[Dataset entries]
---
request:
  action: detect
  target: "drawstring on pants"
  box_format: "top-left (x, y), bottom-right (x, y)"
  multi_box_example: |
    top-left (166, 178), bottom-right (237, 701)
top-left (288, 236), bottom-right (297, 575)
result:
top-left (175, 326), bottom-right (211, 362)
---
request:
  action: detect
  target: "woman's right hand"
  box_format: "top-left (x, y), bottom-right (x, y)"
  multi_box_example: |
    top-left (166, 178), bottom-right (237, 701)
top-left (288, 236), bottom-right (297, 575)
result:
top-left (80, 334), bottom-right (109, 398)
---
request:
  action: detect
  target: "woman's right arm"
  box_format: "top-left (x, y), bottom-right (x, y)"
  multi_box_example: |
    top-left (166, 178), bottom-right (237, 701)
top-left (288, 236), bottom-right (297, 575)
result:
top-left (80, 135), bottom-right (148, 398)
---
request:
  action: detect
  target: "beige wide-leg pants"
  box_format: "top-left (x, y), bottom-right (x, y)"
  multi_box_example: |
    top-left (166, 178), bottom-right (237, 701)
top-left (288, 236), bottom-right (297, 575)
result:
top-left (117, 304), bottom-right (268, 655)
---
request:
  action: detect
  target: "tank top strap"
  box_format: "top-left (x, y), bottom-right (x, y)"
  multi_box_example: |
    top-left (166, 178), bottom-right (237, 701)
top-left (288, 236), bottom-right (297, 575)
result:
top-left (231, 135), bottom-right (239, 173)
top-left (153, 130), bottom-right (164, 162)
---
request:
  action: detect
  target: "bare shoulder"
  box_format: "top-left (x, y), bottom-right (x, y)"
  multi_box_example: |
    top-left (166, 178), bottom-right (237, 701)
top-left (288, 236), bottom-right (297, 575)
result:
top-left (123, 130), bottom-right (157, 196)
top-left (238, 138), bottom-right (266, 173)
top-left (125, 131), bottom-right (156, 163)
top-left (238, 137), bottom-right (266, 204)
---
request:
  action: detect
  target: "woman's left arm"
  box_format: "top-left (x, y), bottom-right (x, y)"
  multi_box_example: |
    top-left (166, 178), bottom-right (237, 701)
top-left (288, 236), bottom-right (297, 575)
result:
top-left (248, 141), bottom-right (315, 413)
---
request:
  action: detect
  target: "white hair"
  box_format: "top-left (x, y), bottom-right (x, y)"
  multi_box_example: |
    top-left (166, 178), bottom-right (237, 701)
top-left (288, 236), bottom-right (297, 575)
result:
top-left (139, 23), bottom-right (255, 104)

[Instructions for the task]: Update the lines above by changing each "detect" to "locate", with everything else left as is.

[Expected answer]:
---
request:
  action: locate
  target: "drawstring on pants"
  box_format: "top-left (x, y), bottom-right (x, y)"
  multi_box_example: |
    top-left (166, 178), bottom-right (237, 701)
top-left (288, 236), bottom-right (297, 575)
result:
top-left (175, 326), bottom-right (211, 362)
---
request:
  action: locate
  target: "woman's right hand"
  box_format: "top-left (x, y), bottom-right (x, y)"
  multi_box_example: |
    top-left (166, 178), bottom-right (237, 701)
top-left (288, 236), bottom-right (297, 575)
result:
top-left (80, 334), bottom-right (109, 398)
---
request:
  action: locate
  target: "woman's right arm"
  box_format: "top-left (x, y), bottom-right (x, y)"
  multi_box_example: |
    top-left (166, 178), bottom-right (237, 701)
top-left (288, 236), bottom-right (297, 575)
result:
top-left (80, 135), bottom-right (148, 398)
---
request:
  action: locate
  target: "beige wide-leg pants"
  box_format: "top-left (x, y), bottom-right (x, y)"
  multi_box_example: |
    top-left (166, 178), bottom-right (237, 701)
top-left (288, 236), bottom-right (297, 575)
result:
top-left (117, 304), bottom-right (268, 655)
---
request:
  action: locate
  target: "tank top strap"
  box_format: "top-left (x, y), bottom-right (x, y)"
  multi_box_example: |
    top-left (166, 178), bottom-right (237, 701)
top-left (288, 236), bottom-right (297, 575)
result:
top-left (231, 135), bottom-right (239, 173)
top-left (153, 130), bottom-right (164, 162)
---
request:
  action: locate
  target: "bare shoulder"
  box_format: "top-left (x, y), bottom-right (x, y)"
  multi_box_example: |
    top-left (166, 178), bottom-right (237, 701)
top-left (288, 236), bottom-right (297, 575)
result:
top-left (123, 130), bottom-right (157, 196)
top-left (238, 138), bottom-right (266, 173)
top-left (125, 131), bottom-right (156, 163)
top-left (238, 137), bottom-right (266, 204)
---
request:
  action: locate
  target: "woman's left arm"
  box_format: "top-left (x, y), bottom-right (x, y)"
  multi_box_example: |
    top-left (166, 178), bottom-right (237, 701)
top-left (288, 236), bottom-right (297, 575)
result:
top-left (248, 141), bottom-right (315, 413)
---
request:
  action: locate
  target: "white hair"
  box_format: "top-left (x, y), bottom-right (x, y)"
  multi_box_example: |
    top-left (166, 178), bottom-right (237, 701)
top-left (288, 236), bottom-right (297, 575)
result:
top-left (139, 23), bottom-right (255, 104)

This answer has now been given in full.